Objective -
Lay out the lines from the one holding "Draw the outline of every instance of the **area" through the last line of the items, inclusive, as a Markdown table with the columns Row and Line. Leave out blank lines.

The input -
⁂

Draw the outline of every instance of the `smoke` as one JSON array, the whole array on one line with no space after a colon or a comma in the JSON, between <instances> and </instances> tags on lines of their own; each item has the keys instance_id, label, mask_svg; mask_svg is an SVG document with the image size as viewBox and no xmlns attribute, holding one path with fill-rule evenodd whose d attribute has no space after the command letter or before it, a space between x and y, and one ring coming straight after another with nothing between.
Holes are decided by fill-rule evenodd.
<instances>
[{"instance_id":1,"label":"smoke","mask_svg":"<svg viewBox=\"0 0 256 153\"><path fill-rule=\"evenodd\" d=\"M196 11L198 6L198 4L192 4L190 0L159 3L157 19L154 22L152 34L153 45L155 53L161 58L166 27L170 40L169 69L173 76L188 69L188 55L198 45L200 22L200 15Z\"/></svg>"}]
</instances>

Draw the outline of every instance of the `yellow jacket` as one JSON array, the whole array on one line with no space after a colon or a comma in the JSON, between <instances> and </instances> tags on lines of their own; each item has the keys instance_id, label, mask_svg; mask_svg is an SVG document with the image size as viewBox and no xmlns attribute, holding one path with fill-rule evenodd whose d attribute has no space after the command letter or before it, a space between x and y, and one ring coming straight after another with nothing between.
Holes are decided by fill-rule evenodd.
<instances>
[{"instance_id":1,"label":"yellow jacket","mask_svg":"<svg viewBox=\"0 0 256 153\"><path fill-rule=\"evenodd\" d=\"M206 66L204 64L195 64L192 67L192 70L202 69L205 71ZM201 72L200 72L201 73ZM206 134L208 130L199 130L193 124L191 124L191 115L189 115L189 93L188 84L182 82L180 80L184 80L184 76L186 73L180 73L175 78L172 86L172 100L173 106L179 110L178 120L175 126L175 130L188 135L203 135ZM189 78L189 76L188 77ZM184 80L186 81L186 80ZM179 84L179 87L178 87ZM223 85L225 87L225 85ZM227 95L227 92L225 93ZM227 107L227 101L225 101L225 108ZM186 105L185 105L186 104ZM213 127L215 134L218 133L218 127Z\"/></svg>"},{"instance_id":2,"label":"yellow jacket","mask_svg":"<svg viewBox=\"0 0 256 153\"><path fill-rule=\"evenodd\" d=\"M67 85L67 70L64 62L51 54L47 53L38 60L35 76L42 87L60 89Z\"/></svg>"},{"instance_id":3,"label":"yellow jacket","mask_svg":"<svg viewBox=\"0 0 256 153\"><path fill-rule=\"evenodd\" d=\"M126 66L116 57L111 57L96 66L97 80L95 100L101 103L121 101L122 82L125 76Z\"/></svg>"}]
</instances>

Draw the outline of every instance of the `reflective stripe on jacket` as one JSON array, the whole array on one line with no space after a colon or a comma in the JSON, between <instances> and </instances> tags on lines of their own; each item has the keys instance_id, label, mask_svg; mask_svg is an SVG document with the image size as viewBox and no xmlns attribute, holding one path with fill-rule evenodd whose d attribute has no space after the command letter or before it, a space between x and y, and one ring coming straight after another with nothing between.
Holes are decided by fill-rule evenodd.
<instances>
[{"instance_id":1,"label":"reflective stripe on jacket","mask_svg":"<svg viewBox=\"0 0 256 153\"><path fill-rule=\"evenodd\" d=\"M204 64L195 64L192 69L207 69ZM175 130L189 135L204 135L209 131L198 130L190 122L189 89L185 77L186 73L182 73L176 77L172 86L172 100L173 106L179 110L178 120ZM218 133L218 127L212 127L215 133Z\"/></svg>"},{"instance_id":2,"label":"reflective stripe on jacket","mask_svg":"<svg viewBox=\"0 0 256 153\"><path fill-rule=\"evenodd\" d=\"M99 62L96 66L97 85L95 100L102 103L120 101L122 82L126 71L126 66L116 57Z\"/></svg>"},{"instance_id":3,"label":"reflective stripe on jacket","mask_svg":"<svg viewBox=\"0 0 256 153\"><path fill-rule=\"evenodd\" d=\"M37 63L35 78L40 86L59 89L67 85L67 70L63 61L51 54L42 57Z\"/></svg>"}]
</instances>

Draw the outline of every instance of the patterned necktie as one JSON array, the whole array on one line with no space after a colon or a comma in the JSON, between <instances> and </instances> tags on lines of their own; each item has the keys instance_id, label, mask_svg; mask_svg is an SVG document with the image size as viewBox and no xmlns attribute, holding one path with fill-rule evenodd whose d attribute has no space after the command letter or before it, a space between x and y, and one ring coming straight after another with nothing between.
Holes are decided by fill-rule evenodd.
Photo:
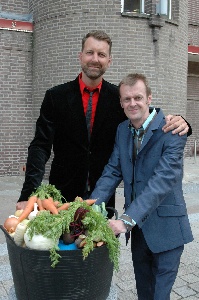
<instances>
[{"instance_id":1,"label":"patterned necktie","mask_svg":"<svg viewBox=\"0 0 199 300\"><path fill-rule=\"evenodd\" d=\"M136 159L137 154L140 150L140 146L142 143L143 135L145 130L143 127L140 127L138 130L134 129L134 147L133 147L133 158Z\"/></svg>"},{"instance_id":2,"label":"patterned necktie","mask_svg":"<svg viewBox=\"0 0 199 300\"><path fill-rule=\"evenodd\" d=\"M91 117L92 117L92 98L93 94L97 91L97 89L93 91L89 91L85 88L85 91L89 93L89 100L88 100L88 107L86 111L86 124L87 124L87 130L88 130L88 139L90 140L91 135Z\"/></svg>"}]
</instances>

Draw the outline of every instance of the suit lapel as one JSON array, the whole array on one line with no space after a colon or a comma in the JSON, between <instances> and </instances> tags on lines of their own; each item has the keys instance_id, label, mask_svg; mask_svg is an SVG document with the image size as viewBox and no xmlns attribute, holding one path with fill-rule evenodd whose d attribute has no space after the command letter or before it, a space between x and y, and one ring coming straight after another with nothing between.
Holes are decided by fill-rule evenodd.
<instances>
[{"instance_id":1,"label":"suit lapel","mask_svg":"<svg viewBox=\"0 0 199 300\"><path fill-rule=\"evenodd\" d=\"M78 77L73 81L71 85L69 97L67 99L70 107L71 114L76 120L78 127L81 129L81 133L87 136L86 118L84 114L84 108L82 103L82 96L79 88Z\"/></svg>"},{"instance_id":2,"label":"suit lapel","mask_svg":"<svg viewBox=\"0 0 199 300\"><path fill-rule=\"evenodd\" d=\"M104 121L104 118L106 118L106 112L108 111L109 106L110 106L109 93L106 86L106 82L103 80L98 103L97 103L95 120L93 124L93 131L92 131L93 135L95 135L95 133L99 130L99 128L101 127Z\"/></svg>"}]
</instances>

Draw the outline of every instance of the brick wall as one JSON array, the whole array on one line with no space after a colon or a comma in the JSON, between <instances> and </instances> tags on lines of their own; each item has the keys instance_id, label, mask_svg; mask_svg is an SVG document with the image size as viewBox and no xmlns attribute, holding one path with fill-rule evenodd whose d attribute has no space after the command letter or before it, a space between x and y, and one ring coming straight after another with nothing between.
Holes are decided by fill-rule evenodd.
<instances>
[{"instance_id":1,"label":"brick wall","mask_svg":"<svg viewBox=\"0 0 199 300\"><path fill-rule=\"evenodd\" d=\"M199 2L198 0L188 1L188 43L192 46L199 46ZM187 155L194 154L194 143L197 140L197 152L199 154L199 55L193 56L188 63L187 79L187 113L186 119L192 126L193 134L188 138Z\"/></svg>"},{"instance_id":2,"label":"brick wall","mask_svg":"<svg viewBox=\"0 0 199 300\"><path fill-rule=\"evenodd\" d=\"M156 0L151 1L151 11L154 11L155 3ZM105 79L117 84L127 73L143 72L151 83L153 105L162 107L166 114L186 115L187 0L176 1L173 8L175 22L160 16L122 16L120 0L9 0L2 1L1 6L2 10L10 9L16 13L31 11L34 19L32 87L31 34L0 32L5 39L6 36L10 36L8 44L11 45L10 49L2 48L2 60L8 57L10 65L15 66L10 73L8 87L5 78L2 79L6 99L2 105L6 106L6 113L9 115L5 126L9 128L9 146L11 147L14 138L18 143L14 156L14 150L5 150L9 149L8 144L2 140L2 149L6 151L3 153L4 165L7 164L2 174L19 172L20 165L25 160L27 145L32 139L34 124L46 89L77 76L80 72L78 53L81 50L82 36L93 29L105 30L113 41L113 63ZM21 51L16 51L16 36ZM4 42L4 38L1 38L1 43ZM18 80L19 74L22 79ZM21 78L20 76L18 78ZM20 81L23 81L23 85ZM12 85L15 90L14 99L9 90ZM9 107L11 101L13 103ZM6 128L2 127L2 133L6 132ZM47 173L48 170L49 164Z\"/></svg>"},{"instance_id":3,"label":"brick wall","mask_svg":"<svg viewBox=\"0 0 199 300\"><path fill-rule=\"evenodd\" d=\"M0 10L28 14L27 1ZM0 176L19 175L32 136L32 34L0 30Z\"/></svg>"}]
</instances>

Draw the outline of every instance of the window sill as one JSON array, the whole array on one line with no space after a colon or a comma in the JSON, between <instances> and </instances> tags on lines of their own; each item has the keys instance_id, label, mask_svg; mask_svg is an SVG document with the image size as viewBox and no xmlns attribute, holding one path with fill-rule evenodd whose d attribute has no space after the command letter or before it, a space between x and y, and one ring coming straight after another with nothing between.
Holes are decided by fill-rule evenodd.
<instances>
[{"instance_id":1,"label":"window sill","mask_svg":"<svg viewBox=\"0 0 199 300\"><path fill-rule=\"evenodd\" d=\"M151 14L145 14L145 13L136 13L136 12L123 12L121 13L122 17L129 17L129 18L141 18L141 19L149 19L152 21L152 26L153 22L155 23L155 26L162 27L163 23L169 23L175 26L179 26L179 22L173 19L168 19L167 16L164 15L151 15ZM157 24L160 23L159 25Z\"/></svg>"},{"instance_id":2,"label":"window sill","mask_svg":"<svg viewBox=\"0 0 199 300\"><path fill-rule=\"evenodd\" d=\"M145 13L136 13L136 12L122 12L122 17L133 17L133 18L143 18L143 19L149 19L150 14Z\"/></svg>"}]
</instances>

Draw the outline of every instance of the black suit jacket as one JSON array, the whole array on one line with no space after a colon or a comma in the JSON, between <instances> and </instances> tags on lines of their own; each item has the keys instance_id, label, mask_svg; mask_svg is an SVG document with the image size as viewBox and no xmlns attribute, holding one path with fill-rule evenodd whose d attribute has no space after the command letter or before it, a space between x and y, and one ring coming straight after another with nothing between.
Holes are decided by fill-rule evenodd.
<instances>
[{"instance_id":1,"label":"black suit jacket","mask_svg":"<svg viewBox=\"0 0 199 300\"><path fill-rule=\"evenodd\" d=\"M83 196L89 173L93 190L112 153L117 126L125 119L118 88L103 80L89 143L78 77L47 90L28 149L19 201L26 201L41 184L52 147L49 183L67 201L73 201L76 196Z\"/></svg>"}]
</instances>

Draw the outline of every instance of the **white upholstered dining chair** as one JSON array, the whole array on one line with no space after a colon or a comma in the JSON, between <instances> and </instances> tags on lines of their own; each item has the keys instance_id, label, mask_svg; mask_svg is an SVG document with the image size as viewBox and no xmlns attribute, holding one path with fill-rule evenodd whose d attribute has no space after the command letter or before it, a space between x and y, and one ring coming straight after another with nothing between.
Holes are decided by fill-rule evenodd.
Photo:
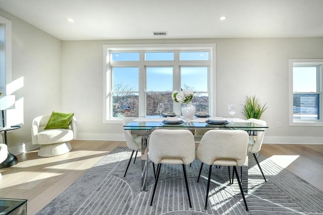
<instances>
[{"instance_id":1,"label":"white upholstered dining chair","mask_svg":"<svg viewBox=\"0 0 323 215\"><path fill-rule=\"evenodd\" d=\"M157 187L162 164L181 164L190 207L192 207L185 165L195 159L195 144L193 133L184 129L156 129L150 134L149 141L149 160L157 164L157 173L150 206Z\"/></svg>"},{"instance_id":2,"label":"white upholstered dining chair","mask_svg":"<svg viewBox=\"0 0 323 215\"><path fill-rule=\"evenodd\" d=\"M252 122L255 123L259 124L259 125L266 126L267 123L263 120L261 120L260 119L253 119L251 118L247 120L249 122ZM264 133L265 131L265 128L263 128L263 131L256 131L256 135L252 135L255 134L255 133L251 131L250 133L250 136L249 136L249 145L248 146L248 152L252 153L253 155L253 157L254 158L254 160L256 161L257 163L257 165L258 165L258 167L259 167L259 169L261 173L261 175L262 175L262 177L264 179L264 181L266 182L267 180L266 180L266 178L264 177L264 175L262 172L262 170L261 169L261 167L260 167L259 162L258 162L258 160L257 159L257 156L256 156L255 154L259 152L261 149L261 146L262 145L262 141L263 141L263 137L264 137ZM250 141L251 140L251 141Z\"/></svg>"},{"instance_id":3,"label":"white upholstered dining chair","mask_svg":"<svg viewBox=\"0 0 323 215\"><path fill-rule=\"evenodd\" d=\"M236 168L242 166L246 161L248 137L248 133L242 130L216 129L207 131L202 137L196 152L197 158L202 162L197 182L199 180L203 164L209 165L205 209L207 209L212 165L219 165L233 166L246 210L248 211Z\"/></svg>"},{"instance_id":4,"label":"white upholstered dining chair","mask_svg":"<svg viewBox=\"0 0 323 215\"><path fill-rule=\"evenodd\" d=\"M122 122L123 126L125 125L127 123L127 121L126 120L122 120ZM136 155L135 156L135 159L133 162L133 163L134 164L136 162L136 158L137 157L138 151L141 149L141 135L132 134L131 133L130 133L130 131L129 130L125 130L124 128L124 133L125 134L125 137L126 138L127 146L128 148L132 150L131 155L129 159L129 161L128 163L128 165L127 166L127 169L126 169L125 174L123 176L123 177L126 177L126 174L127 174L127 171L128 171L128 169L129 168L130 163L131 162L131 159L132 159L132 156L133 156L134 153L136 151Z\"/></svg>"}]
</instances>

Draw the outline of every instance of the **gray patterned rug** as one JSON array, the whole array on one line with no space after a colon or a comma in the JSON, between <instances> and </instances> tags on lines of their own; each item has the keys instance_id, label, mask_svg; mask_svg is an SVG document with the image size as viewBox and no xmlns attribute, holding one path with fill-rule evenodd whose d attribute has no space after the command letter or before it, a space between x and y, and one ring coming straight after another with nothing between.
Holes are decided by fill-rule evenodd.
<instances>
[{"instance_id":1,"label":"gray patterned rug","mask_svg":"<svg viewBox=\"0 0 323 215\"><path fill-rule=\"evenodd\" d=\"M148 191L140 192L139 155L123 177L130 155L127 148L118 147L36 214L323 214L323 192L261 154L258 159L267 182L264 182L253 157L249 156L246 195L248 212L245 210L237 180L228 185L227 167L212 169L207 210L204 209L208 169L204 165L205 177L197 183L200 166L197 160L186 168L192 208L181 165L164 165L150 206L152 168L148 168Z\"/></svg>"}]
</instances>

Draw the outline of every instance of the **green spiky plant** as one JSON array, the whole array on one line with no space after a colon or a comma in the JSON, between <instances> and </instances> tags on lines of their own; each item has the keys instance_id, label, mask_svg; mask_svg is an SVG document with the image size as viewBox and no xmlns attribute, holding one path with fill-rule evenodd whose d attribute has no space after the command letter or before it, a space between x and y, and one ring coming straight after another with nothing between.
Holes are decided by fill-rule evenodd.
<instances>
[{"instance_id":1,"label":"green spiky plant","mask_svg":"<svg viewBox=\"0 0 323 215\"><path fill-rule=\"evenodd\" d=\"M259 119L267 109L267 107L265 107L266 104L262 106L259 99L256 97L256 96L247 96L244 104L242 105L243 108L241 113L247 119L251 118Z\"/></svg>"}]
</instances>

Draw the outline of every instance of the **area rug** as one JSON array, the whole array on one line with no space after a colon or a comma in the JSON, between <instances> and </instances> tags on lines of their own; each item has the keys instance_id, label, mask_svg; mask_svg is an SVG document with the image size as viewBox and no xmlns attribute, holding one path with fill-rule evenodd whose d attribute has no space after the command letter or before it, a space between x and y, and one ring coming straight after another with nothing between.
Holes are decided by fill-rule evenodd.
<instances>
[{"instance_id":1,"label":"area rug","mask_svg":"<svg viewBox=\"0 0 323 215\"><path fill-rule=\"evenodd\" d=\"M171 165L164 165L160 171L151 206L154 182L151 164L148 191L141 192L139 153L123 177L130 155L127 148L117 148L36 214L323 214L323 192L260 154L258 159L267 182L249 156L246 195L249 211L245 210L237 180L229 184L227 167L212 169L208 206L204 209L208 168L204 165L197 183L200 166L197 160L186 167L192 208L182 167Z\"/></svg>"}]
</instances>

⁂

Result of this task -
| Row | Line |
|---|---|
| 1 | Draw the outline of every instance of the **area rug** as one JSON array, the whole array on one line with no space after a colon or a comma in the JSON, between <instances> and </instances> tags on lines of their own; each item has the keys instance_id, label, mask_svg; mask_svg is an SVG document with the image size as viewBox and no xmlns attribute, holding one path with fill-rule evenodd whose d attribute has no space after the command letter or before it, a space between x and y, and one ring coming straight after another with nothing between. |
| 2 | Holes are decided by fill-rule evenodd. |
| 3 | <instances> |
| 4 | [{"instance_id":1,"label":"area rug","mask_svg":"<svg viewBox=\"0 0 323 215\"><path fill-rule=\"evenodd\" d=\"M171 165L164 165L160 171L151 206L154 182L151 164L148 191L141 192L139 153L123 177L130 155L127 148L117 148L36 214L323 214L323 192L260 154L258 159L267 182L249 156L246 195L249 211L245 210L237 180L229 184L227 167L212 169L208 206L204 209L208 168L204 165L197 183L200 166L197 160L186 167L192 208L182 167Z\"/></svg>"}] |
| 5 | </instances> |